Directive:
Count the lines in the records below that contain the string "football", treating uppercase and lowercase as different. Reply with the number alone.

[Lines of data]
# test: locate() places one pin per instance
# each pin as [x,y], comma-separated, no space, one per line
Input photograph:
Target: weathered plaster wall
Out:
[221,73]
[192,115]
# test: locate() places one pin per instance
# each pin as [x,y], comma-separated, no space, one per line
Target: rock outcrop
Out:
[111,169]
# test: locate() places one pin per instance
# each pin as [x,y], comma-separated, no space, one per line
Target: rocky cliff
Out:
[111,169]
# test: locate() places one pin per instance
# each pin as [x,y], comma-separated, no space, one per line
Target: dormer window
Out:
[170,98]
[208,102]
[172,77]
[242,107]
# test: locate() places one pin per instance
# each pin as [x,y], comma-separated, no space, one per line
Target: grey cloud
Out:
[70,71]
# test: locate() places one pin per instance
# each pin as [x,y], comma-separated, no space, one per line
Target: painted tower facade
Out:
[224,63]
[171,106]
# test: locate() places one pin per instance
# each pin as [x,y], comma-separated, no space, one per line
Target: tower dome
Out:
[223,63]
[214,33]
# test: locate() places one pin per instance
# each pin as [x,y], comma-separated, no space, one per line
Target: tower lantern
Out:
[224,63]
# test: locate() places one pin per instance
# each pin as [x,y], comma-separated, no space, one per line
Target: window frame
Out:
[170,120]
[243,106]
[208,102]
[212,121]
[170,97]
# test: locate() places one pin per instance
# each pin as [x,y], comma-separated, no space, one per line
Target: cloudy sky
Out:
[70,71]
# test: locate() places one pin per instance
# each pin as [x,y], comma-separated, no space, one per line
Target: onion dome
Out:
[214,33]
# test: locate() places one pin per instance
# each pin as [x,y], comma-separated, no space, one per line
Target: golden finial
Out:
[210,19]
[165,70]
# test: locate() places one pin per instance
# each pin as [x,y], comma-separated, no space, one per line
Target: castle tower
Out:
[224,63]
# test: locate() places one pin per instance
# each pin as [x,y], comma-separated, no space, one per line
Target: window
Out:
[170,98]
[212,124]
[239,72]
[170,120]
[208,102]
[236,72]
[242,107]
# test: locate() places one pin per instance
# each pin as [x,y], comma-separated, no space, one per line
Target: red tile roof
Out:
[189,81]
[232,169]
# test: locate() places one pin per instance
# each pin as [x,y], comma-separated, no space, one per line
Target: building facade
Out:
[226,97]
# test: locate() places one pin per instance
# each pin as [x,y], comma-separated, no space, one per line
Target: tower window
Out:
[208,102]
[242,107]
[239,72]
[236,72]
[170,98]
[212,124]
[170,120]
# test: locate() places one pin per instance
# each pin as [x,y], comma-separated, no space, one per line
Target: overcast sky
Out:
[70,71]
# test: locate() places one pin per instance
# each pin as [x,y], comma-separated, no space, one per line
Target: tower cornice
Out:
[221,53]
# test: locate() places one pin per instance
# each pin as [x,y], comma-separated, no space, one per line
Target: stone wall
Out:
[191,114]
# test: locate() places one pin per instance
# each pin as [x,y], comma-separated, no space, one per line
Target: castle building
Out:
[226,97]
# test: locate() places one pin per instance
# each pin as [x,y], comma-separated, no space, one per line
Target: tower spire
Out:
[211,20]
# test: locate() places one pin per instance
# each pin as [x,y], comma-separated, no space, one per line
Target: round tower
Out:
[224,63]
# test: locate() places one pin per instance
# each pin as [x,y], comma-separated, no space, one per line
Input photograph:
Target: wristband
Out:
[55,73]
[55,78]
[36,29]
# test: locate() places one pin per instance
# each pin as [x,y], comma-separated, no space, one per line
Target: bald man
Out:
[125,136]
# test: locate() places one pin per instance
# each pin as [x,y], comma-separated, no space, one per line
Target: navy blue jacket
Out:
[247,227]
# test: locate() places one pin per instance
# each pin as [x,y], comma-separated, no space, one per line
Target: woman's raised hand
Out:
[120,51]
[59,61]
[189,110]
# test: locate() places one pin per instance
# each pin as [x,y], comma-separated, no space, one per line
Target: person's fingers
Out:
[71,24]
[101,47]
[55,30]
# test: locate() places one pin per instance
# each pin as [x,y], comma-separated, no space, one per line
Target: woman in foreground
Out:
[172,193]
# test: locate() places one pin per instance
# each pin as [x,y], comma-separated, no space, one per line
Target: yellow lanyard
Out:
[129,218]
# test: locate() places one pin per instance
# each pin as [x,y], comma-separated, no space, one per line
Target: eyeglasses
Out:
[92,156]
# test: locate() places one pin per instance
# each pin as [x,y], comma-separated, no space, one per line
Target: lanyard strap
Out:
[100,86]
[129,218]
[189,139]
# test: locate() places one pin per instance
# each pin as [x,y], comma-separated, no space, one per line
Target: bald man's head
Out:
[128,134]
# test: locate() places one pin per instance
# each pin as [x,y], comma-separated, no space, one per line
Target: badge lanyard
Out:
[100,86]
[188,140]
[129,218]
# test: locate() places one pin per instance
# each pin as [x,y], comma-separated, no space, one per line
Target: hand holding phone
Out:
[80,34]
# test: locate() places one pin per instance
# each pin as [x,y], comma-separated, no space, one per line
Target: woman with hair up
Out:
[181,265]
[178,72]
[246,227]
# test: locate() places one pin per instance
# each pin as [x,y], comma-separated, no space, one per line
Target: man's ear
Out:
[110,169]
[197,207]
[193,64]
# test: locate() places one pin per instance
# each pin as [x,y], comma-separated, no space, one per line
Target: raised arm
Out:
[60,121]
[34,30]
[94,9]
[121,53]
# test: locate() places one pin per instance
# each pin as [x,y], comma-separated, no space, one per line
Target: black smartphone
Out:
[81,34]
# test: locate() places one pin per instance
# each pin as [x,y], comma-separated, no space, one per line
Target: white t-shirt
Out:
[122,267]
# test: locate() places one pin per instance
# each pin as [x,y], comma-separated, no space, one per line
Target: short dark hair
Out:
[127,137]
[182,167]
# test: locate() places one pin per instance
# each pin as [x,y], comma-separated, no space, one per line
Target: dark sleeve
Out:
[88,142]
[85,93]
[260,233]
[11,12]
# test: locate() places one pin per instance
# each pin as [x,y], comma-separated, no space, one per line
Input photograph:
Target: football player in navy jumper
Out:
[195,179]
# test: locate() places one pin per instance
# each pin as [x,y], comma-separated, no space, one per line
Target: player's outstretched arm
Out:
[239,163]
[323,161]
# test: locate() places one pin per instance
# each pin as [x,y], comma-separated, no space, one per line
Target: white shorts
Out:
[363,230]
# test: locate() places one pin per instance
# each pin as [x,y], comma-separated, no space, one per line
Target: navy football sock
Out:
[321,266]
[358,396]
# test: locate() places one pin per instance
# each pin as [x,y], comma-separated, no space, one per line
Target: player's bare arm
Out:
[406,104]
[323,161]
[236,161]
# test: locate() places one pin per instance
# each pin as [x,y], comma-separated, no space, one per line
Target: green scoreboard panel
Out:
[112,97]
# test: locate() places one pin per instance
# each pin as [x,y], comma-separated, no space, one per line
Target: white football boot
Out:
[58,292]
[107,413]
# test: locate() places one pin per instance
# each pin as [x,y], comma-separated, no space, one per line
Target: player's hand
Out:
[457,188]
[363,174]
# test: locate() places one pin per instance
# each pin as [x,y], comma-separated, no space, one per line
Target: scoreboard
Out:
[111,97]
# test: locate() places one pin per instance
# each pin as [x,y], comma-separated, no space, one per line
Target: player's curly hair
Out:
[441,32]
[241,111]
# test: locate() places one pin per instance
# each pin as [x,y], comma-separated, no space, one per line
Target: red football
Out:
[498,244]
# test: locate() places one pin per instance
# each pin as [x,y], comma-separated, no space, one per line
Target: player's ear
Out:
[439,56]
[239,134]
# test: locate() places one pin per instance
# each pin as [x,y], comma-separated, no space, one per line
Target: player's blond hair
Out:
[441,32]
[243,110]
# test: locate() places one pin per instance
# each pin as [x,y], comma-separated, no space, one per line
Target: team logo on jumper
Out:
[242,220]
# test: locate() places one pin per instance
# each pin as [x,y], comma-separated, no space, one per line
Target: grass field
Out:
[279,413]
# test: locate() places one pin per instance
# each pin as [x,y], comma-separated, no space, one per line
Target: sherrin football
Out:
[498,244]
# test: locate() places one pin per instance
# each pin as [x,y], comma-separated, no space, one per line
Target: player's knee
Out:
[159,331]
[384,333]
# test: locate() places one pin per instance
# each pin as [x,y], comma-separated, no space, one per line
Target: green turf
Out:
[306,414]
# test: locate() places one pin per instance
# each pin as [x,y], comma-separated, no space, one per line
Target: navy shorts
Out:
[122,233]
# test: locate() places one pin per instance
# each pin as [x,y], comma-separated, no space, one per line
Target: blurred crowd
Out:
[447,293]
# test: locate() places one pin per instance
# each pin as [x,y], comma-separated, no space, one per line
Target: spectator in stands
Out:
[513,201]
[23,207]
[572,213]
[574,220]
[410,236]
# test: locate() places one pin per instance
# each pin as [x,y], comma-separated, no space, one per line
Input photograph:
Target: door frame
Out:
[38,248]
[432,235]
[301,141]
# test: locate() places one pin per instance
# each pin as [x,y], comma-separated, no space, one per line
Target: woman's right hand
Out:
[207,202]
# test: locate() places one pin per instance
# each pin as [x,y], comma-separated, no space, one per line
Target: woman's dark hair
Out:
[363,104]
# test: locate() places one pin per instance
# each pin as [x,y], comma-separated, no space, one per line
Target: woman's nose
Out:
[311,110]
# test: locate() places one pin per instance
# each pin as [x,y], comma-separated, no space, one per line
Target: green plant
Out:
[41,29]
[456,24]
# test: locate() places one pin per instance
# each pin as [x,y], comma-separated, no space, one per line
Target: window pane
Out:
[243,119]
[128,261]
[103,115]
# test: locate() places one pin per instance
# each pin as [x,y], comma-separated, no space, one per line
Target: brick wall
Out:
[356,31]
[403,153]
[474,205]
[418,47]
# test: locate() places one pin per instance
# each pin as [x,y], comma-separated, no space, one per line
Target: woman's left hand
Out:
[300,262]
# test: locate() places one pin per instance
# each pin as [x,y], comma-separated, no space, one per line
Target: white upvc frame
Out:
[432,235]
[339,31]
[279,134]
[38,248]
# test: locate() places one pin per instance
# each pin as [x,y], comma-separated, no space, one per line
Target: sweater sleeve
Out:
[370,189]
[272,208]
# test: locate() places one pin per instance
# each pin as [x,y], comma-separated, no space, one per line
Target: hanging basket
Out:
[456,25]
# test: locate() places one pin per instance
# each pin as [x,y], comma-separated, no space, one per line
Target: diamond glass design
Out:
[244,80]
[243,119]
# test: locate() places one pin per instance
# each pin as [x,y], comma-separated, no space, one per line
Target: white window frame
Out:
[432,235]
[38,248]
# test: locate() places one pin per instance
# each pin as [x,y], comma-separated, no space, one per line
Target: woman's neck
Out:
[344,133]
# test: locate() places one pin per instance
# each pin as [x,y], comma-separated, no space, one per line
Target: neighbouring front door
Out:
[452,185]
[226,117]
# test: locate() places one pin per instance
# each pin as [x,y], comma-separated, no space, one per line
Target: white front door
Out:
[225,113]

Output for this task:
5